### Stated task
In the entries that follow, identify the line containing "[indicate] turbine rotor" and return it together with all later lines, exactly as they appear.
========================
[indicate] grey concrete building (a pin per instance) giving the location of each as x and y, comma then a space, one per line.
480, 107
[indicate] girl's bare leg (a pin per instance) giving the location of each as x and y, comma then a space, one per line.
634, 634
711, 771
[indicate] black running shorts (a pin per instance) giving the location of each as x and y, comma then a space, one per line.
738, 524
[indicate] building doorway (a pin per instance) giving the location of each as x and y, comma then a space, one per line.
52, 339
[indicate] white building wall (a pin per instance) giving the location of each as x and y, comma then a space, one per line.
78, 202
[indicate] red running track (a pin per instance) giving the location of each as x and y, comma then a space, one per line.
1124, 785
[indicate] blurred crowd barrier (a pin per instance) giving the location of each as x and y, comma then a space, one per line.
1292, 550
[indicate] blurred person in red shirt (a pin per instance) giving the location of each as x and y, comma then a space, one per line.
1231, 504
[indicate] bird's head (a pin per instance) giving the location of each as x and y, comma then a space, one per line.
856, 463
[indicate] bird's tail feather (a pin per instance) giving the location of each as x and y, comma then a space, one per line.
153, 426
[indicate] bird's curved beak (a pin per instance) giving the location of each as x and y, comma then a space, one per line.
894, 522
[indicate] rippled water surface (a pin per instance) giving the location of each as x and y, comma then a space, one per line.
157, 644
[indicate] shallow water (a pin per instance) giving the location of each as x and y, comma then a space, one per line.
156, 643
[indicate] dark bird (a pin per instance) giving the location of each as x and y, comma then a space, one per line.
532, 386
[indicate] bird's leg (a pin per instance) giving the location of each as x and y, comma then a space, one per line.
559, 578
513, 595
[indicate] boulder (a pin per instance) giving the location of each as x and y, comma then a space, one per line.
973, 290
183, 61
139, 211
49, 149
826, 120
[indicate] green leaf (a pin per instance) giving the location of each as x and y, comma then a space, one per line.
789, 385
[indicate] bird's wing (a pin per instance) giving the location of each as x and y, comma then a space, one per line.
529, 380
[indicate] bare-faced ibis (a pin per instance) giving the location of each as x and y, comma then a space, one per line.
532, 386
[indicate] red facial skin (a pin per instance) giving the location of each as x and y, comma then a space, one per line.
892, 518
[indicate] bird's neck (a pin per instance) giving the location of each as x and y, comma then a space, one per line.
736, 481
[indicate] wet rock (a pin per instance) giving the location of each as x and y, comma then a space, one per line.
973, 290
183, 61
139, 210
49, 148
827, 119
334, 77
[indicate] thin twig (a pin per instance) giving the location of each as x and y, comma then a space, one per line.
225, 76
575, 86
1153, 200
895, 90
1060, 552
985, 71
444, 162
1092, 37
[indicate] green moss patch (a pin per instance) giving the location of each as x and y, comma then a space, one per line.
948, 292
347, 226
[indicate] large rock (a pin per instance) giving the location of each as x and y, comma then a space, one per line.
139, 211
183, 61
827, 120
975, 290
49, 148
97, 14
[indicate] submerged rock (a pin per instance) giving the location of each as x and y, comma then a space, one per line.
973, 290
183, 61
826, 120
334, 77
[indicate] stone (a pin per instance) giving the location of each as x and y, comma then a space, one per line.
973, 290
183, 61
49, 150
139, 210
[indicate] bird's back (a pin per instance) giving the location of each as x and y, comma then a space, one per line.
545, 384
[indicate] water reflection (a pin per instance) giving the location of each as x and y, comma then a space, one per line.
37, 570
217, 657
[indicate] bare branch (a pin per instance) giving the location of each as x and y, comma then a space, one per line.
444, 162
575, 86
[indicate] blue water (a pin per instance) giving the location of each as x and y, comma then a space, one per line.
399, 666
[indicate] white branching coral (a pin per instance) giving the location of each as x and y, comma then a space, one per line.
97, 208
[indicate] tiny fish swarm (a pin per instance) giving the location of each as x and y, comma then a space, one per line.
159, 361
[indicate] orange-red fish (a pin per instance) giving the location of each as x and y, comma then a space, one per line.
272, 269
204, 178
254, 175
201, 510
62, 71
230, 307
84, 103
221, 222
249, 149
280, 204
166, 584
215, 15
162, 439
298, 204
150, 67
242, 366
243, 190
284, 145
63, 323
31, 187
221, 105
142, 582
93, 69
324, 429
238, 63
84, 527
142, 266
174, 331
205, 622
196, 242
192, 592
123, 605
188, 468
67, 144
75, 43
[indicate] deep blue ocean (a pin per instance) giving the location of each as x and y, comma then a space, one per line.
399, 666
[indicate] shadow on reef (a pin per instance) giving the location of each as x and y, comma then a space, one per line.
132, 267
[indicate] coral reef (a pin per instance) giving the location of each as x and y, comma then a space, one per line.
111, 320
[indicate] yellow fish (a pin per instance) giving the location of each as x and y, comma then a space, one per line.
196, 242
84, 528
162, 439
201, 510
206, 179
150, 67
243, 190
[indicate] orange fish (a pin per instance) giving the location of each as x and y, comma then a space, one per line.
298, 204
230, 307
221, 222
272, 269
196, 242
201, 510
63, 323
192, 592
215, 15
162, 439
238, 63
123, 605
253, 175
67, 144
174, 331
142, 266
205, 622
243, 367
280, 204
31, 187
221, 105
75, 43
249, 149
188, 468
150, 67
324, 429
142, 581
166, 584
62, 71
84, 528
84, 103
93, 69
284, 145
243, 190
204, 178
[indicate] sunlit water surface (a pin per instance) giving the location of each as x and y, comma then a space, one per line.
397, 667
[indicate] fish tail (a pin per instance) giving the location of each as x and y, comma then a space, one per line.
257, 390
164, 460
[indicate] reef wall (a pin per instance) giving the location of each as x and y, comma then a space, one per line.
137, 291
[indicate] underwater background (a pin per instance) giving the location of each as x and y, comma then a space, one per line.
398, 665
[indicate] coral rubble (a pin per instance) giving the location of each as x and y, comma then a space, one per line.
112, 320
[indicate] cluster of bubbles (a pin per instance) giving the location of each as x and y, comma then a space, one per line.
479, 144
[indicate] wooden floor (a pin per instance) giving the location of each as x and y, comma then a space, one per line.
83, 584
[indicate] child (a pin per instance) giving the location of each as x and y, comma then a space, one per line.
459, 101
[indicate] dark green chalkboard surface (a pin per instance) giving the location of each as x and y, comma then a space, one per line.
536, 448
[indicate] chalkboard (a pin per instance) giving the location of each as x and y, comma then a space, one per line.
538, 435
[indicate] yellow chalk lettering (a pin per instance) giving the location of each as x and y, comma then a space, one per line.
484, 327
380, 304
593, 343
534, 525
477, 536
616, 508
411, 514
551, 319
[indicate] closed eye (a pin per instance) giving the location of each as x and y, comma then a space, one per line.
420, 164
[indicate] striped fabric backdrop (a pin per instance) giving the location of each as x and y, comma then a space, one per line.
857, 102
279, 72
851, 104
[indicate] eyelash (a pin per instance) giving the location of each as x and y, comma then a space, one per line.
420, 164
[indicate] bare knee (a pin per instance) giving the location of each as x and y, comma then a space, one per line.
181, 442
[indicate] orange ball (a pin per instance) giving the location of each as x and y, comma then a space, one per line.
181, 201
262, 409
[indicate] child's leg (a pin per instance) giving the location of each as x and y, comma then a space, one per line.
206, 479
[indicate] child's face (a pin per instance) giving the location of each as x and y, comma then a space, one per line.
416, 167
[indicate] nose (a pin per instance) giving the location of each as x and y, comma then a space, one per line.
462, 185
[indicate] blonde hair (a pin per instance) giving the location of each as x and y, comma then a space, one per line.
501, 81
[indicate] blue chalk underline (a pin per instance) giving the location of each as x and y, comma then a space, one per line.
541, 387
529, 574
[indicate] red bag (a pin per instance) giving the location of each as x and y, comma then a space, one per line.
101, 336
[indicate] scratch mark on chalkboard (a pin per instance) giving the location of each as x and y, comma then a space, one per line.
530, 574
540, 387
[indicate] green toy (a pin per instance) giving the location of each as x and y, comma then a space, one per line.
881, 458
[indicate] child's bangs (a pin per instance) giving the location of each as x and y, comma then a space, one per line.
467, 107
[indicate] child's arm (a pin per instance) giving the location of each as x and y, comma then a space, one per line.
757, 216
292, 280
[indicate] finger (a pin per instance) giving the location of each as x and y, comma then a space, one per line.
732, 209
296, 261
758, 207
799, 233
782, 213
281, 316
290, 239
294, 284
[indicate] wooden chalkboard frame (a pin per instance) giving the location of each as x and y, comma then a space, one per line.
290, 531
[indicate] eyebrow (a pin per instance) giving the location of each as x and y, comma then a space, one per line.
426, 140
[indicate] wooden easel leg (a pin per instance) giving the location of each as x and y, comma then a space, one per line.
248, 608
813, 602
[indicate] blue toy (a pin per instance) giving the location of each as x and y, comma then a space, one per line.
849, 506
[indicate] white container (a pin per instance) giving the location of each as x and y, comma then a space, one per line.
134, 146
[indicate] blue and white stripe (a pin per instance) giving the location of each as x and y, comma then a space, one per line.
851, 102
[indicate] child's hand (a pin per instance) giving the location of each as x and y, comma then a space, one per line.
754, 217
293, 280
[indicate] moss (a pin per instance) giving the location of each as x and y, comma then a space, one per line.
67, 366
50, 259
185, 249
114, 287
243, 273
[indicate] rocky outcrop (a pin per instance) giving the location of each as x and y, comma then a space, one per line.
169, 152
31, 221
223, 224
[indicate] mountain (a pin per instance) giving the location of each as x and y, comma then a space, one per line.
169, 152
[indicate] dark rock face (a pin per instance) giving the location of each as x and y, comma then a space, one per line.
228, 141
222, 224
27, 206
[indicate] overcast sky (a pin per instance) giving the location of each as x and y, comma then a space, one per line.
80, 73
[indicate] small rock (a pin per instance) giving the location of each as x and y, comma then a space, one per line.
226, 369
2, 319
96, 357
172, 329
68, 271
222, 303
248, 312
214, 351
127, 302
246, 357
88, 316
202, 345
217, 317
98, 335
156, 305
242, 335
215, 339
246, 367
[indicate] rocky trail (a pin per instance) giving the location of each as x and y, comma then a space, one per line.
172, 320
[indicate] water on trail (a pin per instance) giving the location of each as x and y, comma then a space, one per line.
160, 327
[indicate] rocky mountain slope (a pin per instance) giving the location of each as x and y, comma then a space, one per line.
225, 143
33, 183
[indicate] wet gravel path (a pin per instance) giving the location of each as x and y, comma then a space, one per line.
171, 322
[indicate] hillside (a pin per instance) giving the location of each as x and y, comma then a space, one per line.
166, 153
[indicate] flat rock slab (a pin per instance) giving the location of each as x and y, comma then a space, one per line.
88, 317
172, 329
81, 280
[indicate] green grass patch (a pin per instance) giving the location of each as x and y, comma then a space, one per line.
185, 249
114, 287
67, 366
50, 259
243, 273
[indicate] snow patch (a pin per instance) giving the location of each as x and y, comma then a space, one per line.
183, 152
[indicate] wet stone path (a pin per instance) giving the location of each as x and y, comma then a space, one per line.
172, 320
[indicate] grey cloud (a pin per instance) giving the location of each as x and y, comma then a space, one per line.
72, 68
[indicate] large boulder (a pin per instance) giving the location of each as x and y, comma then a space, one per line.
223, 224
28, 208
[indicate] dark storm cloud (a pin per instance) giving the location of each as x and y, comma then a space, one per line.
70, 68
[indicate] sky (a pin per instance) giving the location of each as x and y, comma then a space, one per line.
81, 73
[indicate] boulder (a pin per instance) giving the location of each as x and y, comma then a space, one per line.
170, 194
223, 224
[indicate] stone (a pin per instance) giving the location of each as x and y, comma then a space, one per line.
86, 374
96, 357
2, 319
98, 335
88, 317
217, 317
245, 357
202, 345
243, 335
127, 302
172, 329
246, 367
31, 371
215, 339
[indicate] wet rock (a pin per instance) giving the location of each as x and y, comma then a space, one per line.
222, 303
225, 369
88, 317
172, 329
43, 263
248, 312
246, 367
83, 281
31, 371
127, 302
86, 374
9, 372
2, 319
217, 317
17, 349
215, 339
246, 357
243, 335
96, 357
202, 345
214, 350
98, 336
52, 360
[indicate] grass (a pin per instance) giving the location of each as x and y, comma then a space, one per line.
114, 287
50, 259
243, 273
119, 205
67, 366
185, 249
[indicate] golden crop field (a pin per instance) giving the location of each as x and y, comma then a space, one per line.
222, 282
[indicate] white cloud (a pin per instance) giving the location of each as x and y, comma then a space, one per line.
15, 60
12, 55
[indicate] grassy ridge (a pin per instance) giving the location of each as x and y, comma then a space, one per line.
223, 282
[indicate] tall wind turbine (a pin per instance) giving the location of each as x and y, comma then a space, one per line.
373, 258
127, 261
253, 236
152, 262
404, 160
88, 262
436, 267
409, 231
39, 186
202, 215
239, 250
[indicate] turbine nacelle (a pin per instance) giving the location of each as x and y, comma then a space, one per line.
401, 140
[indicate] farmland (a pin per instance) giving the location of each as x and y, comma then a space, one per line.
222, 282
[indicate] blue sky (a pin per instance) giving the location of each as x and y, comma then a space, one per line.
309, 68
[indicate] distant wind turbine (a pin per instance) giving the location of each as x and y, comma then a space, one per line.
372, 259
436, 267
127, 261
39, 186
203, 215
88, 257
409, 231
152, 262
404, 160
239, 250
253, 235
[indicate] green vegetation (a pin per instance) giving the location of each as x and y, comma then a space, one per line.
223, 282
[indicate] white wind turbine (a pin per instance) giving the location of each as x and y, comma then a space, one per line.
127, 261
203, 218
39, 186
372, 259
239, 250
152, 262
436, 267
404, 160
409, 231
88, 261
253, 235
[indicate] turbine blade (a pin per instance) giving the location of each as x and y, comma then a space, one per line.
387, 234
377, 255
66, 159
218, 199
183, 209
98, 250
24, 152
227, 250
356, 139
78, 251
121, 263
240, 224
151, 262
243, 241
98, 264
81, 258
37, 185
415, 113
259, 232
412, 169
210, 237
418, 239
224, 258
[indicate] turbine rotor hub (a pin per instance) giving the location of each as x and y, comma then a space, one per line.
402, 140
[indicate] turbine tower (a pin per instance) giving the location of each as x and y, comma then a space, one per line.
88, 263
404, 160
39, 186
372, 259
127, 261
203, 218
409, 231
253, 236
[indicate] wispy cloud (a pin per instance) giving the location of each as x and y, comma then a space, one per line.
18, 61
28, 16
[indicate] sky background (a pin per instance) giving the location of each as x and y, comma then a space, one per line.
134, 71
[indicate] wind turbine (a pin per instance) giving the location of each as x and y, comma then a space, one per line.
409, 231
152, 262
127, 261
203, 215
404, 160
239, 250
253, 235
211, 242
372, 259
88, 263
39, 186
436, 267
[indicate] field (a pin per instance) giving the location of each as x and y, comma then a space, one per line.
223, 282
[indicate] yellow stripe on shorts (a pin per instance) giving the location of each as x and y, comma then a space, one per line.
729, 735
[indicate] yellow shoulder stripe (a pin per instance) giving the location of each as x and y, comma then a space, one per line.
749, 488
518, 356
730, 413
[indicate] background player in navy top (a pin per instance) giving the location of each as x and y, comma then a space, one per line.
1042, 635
========================
### Exercise output
[indicate] turbine rotor hub (a pin per instance) giving the location of each as x and y, comma then a space, one per line.
402, 140
[indicate] turbine tower (a pin per instance) giving the location of each as x and y, comma then a space, one per line.
88, 263
404, 160
39, 186
372, 259
127, 261
203, 218
409, 231
253, 236
[indicate] wispy cloud (a pin per instance) giving the location of each as x and y, comma then a space, one per line.
18, 61
28, 16
[indicate] sky background (a pin per instance) giving the location of each as x and y, comma then a space, one per line.
134, 71
[indicate] wind turbine (a pin per instance) giving the location of each as x and y, comma then a space, one per line.
409, 231
152, 262
127, 261
203, 215
404, 160
239, 250
253, 235
211, 242
372, 259
88, 263
39, 186
436, 267
[indicate] field (a pin per instance) giving the location of each as x and y, comma then a space, one per line.
223, 282
[indicate] yellow stripe on shorts (a pin per instance) giving the location of each as x and y, comma then a space, one per line.
729, 735
[indicate] yellow shoulder stripe (a pin per instance) giving the location of each as x and y, comma then a space, one per line.
749, 488
518, 356
730, 413
[indicate] background player in navy top (a pin per instance) giving the location of each as x and y, comma then a space, one per line.
1042, 635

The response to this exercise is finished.